--- TEXT PROVIDED Enclosed Below ---

It’s one of those beautiful moments in history where empirical observation led to a treatment that actually worked, even if the underlying mechanism wouldn’t be understood for another 800 years.
Living with “Night Demons”
For Guyon, the nocturnal nature of his seizures adds another layer of isolation. He can’t share a bed with his wife because he might hurt her during an episode. He has no memory of the seizures afterward—just the testimony of his servant Thomas, who tells him he “screamed like an animal before weeping like a babe,” or that “his body trembled and he usually pissed himself.”
The shame is crushing. In a society that valued martial prowess and physical strength above almost everything else, this loss of control would have been devastating.
But Cicele, armed with Father Orrick’s teachings about Eastern medicine, comes to understand that her husband isn’t cursed or possessed—he’s injured. The head trauma from his fall in the tilt yard years ago damaged something in his brain, and now he suffers seizures. It’s a medical condition, not a moral failing.
Why This Matters for the Story
The nocturnal epilepsy isn’t just a plot device in Drawn to the Beast—it’s integral to understanding Guyon’s character. He calls himself “the Beast” (la Bête) and believes he’s genuinely monstrous, unworthy of love. He’s internalized the medieval belief that his condition makes him cursed.
Cicele’s journey to understanding his condition mirrors the broader medieval shift from superstition toward medical science. She has to overcome her own ingrained fear of “demons” and trust in the new knowledge filtering in from the East.
It’s a Beauty and the Beast retelling, but the “beast” isn’t cursed by magic—he’s wounded by war and traumatized by a medical condition he doesn’t understand. And the “beauty” doesn’t break the curse with love—she breaks through his shame with knowledge and acceptance.

--- End of Enclosed TEXT PROVIDED ---
--- INFORMATION GIVEN Enclosed Below ---

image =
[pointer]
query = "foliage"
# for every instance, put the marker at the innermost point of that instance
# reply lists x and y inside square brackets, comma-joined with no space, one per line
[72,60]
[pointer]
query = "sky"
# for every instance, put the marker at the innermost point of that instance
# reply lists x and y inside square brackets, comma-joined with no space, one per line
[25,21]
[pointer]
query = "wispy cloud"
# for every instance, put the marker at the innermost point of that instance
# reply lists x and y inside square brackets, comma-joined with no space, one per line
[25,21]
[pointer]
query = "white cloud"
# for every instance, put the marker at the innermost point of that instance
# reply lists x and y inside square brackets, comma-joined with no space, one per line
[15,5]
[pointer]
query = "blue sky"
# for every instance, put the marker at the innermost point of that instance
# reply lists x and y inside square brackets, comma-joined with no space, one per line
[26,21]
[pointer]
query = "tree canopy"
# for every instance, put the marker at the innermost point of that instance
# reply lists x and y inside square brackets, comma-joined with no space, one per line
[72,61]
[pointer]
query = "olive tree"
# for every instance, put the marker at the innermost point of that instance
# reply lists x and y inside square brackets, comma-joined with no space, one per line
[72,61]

--- End of Enclosed INFORMATION GIVEN ---
--- INFORMATION GIVEN Enclosed Below ---

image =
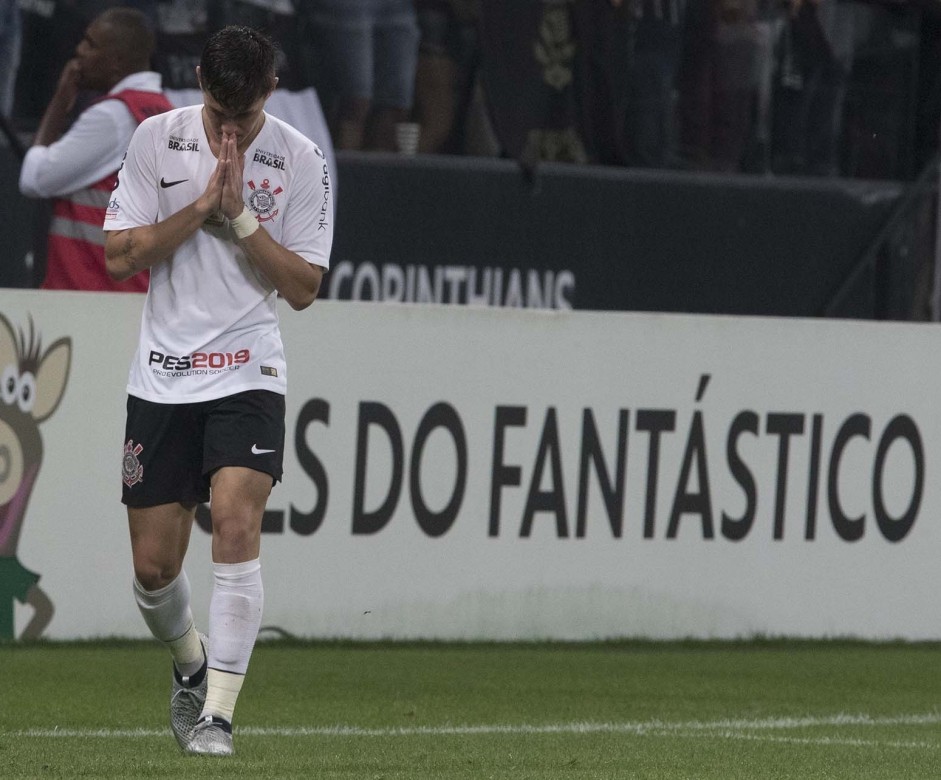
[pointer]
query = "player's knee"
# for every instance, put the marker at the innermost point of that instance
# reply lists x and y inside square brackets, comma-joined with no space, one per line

--- End of Enclosed INFORMATION GIVEN ---

REQUIRED TASKS:
A – In the passage about Drawn to the Beast, what name does Guyon give himself?
B – Rewrite the passage about Drawn to the Beast from "For Guyon, the" down to "have been devastating.", swapping "servant" for "squire".
The data above is separate material and has no connection to the passage about Drawn to the Beast.

OUTPUTS FOR THE TASKS:
A – He calls himself "the Beast" (la Bête).

B –
For Guyon, the nocturnal nature of his seizures adds another layer of isolation. He can’t share a bed with his wife because he might hurt her during an episode. He has no memory of the seizures afterward—just the testimony of his squire Thomas, who tells him he “screamed like an animal before weeping like a babe,” or that “his body trembled and he usually pissed himself.”
The shame is crushing. In a society that valued martial prowess and physical strength above almost everything else, this loss of control would have been devastating.